St Augustine, in the quotation I used a moment ago, wrote of the fields, caves and caverns of memory. Fields are open to the view, we see what is on their surfaces. Caves and caverns can be places of concealment and, if we are not diligent in our remembrance, they become places that are forgotten. 

We are in danger of forgetting that those who fought and died in the Second World War were resisting regimes which taught that some races were superior to others, regimes which persecuted gay people, which denied millions their human rights, including the right to life itself. Those regimes believed that might is right and, in the case of National Socialist Germany, were supported by many Christians. 

A few weeks ago, Susan and I entertained a friend whose father, a German Lutheran pastor who later became a Methodist minister, was, in the early 1930s, curate to the Rev’d Martin Niemöller in a parish in the southern suburbs of Berlin. Before he was ordained, Niemöller served in the German navy in World War One as a U-boat officer and was highly-decorated. His politics were of the kind that we now call National Conservatism. He disliked the liberal, democratic republic that was established in Germany after the First World War. He voted for the Nazis in 1924, 1928 and 1933 and welcomed Adolf Hitler’s rise to power, seeing Hitler as the strong man who would make Germany great again. 

He soon began to criticise Hitler’s interference in church affairs, especially his policy of forbidding Christian clergy who, like our friend’s father, were ethnically Jewish from serving in parishes. In 1938 he was arrested and sent to Sachsenhausen Concentration Camp. Imprisonment proved to be a school of repentance, and he emerged in 1945 to become an advocate for human rights and a pacifist. 

Niemöller’s story is one that we forget at our peril, for we live in an era when one form of national conservatism has taken power in the United States, with the enthusiastic support of many Christians, and another has taken root in Russia, with the backing of the Russian Orthodox Church. These are forms of politics which, because they are aggressive and divisive, misunderstand and misrepresent the very essence of Christianity, an essence foretold in our reading from the Prophet Micah, who offers a vision of peace:

“…and they shall beat their swords into ploughshares, and their spears into pruning hooks; nation shall not lift up sword against nation, neither shall they learn war anymore…”

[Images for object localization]
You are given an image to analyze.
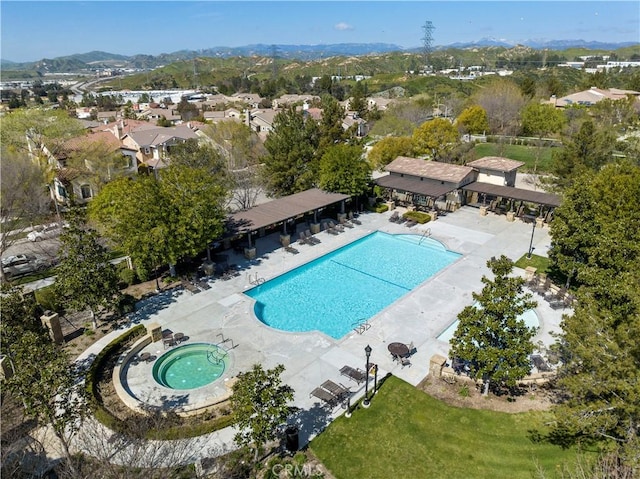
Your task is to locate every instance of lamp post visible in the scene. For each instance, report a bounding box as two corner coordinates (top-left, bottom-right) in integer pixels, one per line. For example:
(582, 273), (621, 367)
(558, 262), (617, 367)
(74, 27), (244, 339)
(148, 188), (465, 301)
(527, 220), (536, 259)
(362, 344), (371, 407)
(373, 364), (378, 396)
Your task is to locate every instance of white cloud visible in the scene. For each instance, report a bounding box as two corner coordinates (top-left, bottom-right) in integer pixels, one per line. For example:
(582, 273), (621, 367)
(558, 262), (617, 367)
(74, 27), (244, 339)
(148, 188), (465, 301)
(333, 22), (353, 31)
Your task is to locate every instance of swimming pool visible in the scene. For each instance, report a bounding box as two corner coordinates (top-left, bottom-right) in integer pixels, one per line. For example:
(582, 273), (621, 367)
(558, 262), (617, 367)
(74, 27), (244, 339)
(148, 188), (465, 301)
(245, 231), (461, 339)
(153, 343), (228, 389)
(438, 305), (540, 343)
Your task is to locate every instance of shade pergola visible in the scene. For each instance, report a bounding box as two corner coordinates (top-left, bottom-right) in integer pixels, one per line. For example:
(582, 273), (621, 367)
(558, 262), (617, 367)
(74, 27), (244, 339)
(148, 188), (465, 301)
(227, 188), (351, 245)
(376, 175), (457, 198)
(462, 181), (560, 207)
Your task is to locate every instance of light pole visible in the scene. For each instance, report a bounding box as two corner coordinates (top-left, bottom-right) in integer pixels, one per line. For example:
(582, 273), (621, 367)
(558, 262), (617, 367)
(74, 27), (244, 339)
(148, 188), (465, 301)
(362, 344), (371, 407)
(527, 219), (536, 259)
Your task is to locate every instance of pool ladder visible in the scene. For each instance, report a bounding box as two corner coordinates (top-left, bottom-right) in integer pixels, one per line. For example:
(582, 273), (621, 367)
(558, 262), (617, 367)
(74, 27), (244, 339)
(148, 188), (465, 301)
(418, 228), (431, 244)
(351, 318), (371, 334)
(247, 273), (264, 284)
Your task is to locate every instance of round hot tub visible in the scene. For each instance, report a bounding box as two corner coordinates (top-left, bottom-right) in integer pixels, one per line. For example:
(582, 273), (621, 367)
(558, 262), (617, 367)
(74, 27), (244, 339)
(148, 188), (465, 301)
(153, 343), (229, 389)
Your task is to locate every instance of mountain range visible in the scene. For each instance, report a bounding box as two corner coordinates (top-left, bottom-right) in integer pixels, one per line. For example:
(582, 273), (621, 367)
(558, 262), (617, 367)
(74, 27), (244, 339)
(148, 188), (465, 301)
(0, 38), (637, 73)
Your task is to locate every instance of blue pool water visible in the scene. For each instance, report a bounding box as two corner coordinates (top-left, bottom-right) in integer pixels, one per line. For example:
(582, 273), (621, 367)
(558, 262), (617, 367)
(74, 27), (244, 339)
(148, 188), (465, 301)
(246, 232), (461, 339)
(438, 309), (540, 343)
(153, 343), (228, 389)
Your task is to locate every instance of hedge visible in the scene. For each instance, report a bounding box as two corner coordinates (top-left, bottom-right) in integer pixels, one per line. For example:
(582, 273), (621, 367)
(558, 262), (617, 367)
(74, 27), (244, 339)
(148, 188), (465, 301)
(402, 211), (431, 225)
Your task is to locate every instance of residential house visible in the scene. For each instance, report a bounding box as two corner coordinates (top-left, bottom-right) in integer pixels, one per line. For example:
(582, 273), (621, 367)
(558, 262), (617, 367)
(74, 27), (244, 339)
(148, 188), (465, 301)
(122, 125), (198, 168)
(376, 156), (477, 208)
(246, 109), (279, 137)
(52, 131), (138, 203)
(467, 156), (524, 186)
(231, 93), (262, 109)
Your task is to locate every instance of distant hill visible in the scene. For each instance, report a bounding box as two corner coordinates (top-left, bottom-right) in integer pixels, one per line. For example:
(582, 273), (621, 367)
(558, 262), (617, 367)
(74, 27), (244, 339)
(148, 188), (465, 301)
(0, 38), (638, 77)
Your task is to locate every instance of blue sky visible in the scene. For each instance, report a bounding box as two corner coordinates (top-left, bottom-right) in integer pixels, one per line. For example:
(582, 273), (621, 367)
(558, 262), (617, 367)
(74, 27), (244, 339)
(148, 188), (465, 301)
(0, 0), (640, 61)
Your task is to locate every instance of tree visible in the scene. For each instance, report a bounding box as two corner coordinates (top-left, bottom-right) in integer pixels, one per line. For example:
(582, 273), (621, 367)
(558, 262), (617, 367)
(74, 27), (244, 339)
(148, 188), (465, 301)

What you need to do
1) Say whether each statement agrees with the sermon excerpt. Answer yes or no, and quote the words from the sermon excerpt that decide it. (a) Niemöller voted for the Nazis in 1924, 1928 and 1933. (b) Niemöller was arrested in 1945. (c) Before his ordination, Niemöller served in the German army.
2) Write the next part of the sermon excerpt, picking up right after the quotation from Micah.

Results
1)
(a) Yes: "He voted for the Nazis in 1924, 1928 and 1933"
(b) No: "In 1938 he was arrested and sent to Sachsenhausen Concentration Camp."
(c) No: "served in the German navy in World War One as a U-boat officer"

2)
and developed in our Gospel reading, the Benedictus, with its vision of a people liberated from fear and persecution and its promise that God will

“…guide our feet into the way of peace.”

Not only peace as the absence of conflict, though that is a desirable goal, but peace in the sense of harmonious relations between all sorts and conditions of human beings. That peace is only possible if we open ourselves to the Grace of God and this morning’s reading from Revelation is a vision of what God intends and promises, a reminder that God

“…will wipe away every tear from their eyes, and death shall be no more, neither shall there be mourning, nor crying, nor pain anymore, for the former things have passed away.”

When he was released from captivity, Pastor Martin Niemöller wrote a short statement of repentance which, in various forms, has become very well-known. This is a translation of the version displayed at the Martin Niemöller Haus in Dahlem.

When the Nazis came for the communists,
I kept quiet; I wasn't a communist.
When they came for the trade unionists, I kept quiet;
I wasn't a trade unionist.
When they locked up the social democrats, I kept quiet;
I wasn't a social democrat.
When they locked up the Jews, I kept quiet;
I wasn't a Jew.
When they came for me, there was no one left to protest.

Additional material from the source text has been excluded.